# Rodada por Querétaro



## doccoraje (Jan 12, 2004)

Algunas fotos de una ruta entre Huimilpan y Lagunas de Servín.
Altamente recomendable, 29 km, 80% vereda, algunas muy técnicas, tanto de subida como de bajada.


----------



## DrF035 (Aug 16, 2007)

Fotos de POSTAL !!!

Se ve divertida la rodada, que pasò por que no invitaron ?

Saludos


----------



## brunomu (Jul 5, 2009)

se ve genial quien organiza estas rodadas, o uno se lanza asi a la aventura a ver que onda?


----------



## doccoraje (Jan 12, 2004)

brunomu said:


> se ve genial quien organiza estas rodadas, o uno se lanza asi a la aventura a ver que onda?


En esta ocasión nos invitaron unos amigos que vivían en GDL y se cambiaron a QRO, al parecer es una ruta más ó menos conocida por la gente de allá.


----------



## Mithrandir (Nov 25, 2010)

Lagunas de Servin tiene varias rutas divertidas y de diferentes niveles de complejidad. Efectivamente es un destino conocido para los que vivimos en el área y gustamos de rodar en lugares diferentes a nopaleras y huzacheras que más bien son la flora del rumbo.


----------



## Warp (May 24, 2004)

Ahhh!!! Se ve de poca, Doc!

Gracias por compartir.

Se rueda a mucha altitud por ahi, no? Supongo que sera un tanto cuanto distinto que a las rutas por GDL (aunque hay unas elevaciones y pendientes salvajes por alla tambien).


----------



## doccoraje (Jan 12, 2004)

Warp said:


> Se rueda a mucha altitud por ahi, no? Supongo que sera un tanto cuanto distinto que a las rutas por GDL (aunque hay unas elevaciones y pendientes salvajes por alla tambien).

[OBJETIVO] Continúa el hilo del foro sobre la rodada por Querétaro a partir de su última línea. El listado no hace falta para resolver esta actividad.

[Extracto del conjunto de datos]
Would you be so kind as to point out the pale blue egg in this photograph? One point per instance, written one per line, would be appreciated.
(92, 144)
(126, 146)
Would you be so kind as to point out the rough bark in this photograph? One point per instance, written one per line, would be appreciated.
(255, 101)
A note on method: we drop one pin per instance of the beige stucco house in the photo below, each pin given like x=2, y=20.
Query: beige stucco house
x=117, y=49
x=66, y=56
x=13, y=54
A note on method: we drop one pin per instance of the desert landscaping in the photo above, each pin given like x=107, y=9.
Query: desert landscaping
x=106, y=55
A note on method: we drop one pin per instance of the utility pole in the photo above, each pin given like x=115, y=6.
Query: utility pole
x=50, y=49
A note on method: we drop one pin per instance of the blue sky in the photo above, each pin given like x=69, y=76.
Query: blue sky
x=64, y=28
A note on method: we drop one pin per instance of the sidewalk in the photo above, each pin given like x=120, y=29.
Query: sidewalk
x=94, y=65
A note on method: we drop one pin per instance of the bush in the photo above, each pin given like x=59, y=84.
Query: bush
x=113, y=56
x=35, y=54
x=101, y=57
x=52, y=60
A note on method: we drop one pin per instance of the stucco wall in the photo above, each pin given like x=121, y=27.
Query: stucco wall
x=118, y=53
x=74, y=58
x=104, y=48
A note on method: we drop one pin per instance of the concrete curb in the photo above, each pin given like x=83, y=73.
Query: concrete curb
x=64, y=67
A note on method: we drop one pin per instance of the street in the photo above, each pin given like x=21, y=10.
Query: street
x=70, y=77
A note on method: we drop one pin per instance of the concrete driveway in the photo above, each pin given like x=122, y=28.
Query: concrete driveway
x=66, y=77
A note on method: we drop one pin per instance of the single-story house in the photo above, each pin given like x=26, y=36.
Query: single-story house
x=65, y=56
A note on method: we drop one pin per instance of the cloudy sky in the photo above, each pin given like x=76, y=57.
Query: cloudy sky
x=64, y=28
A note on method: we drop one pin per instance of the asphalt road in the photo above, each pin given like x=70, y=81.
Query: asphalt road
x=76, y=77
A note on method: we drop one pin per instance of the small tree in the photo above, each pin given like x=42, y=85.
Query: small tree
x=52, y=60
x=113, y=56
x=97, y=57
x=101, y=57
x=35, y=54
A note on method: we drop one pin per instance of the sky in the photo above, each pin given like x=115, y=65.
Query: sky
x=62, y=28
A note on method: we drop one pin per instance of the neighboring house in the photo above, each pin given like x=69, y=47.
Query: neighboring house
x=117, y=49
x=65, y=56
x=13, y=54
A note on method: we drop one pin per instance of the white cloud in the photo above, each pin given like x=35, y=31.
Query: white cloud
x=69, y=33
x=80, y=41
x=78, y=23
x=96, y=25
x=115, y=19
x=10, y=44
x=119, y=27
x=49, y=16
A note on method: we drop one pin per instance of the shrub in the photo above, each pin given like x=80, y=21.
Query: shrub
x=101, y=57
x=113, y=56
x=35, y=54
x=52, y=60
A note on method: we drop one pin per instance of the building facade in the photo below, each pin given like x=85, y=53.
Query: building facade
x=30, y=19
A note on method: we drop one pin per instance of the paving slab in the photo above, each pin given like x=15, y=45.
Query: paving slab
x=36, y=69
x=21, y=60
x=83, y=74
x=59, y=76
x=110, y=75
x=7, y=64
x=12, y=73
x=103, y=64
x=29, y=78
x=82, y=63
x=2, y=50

[RESPUESTA]
Arrancamos de 2400 msn y la elevación máxiima fué de 2750 msn, pero fueron 980 m de ascenso acumulado en los 29 km.
La diferencia sería en la vegetación y el suelo, en lluvias debe ser bastante resbaloso comparado al suelo "jaloso" que tenemos por acá.


----------



## santiagomo87 (Jan 2, 2013)

Hola, soy de Querétaro y no conosco esa ruta! Normalmente ruedo muy cerca de ahí, en el aserrín. Si se vuelve a armar viaje para allá yo estoy más que apuntado.


----------



## Mithrandir (Nov 25, 2010)

santiagomo87 said:


> Hola, soy de Querétaro y no conosco esa ruta! Normalmente ruedo muy cerca de ahí, en el aserrín. Si se vuelve a armar viaje para allá yo estoy más que apuntado.


Compadre, si ruedas el aserrín, ruedas al menos la mitad de lagunas de servín ;-)

La ruta tradicional del aserrín es la mitad de la altura, y si haces hasta arriba haces lagunas de servín.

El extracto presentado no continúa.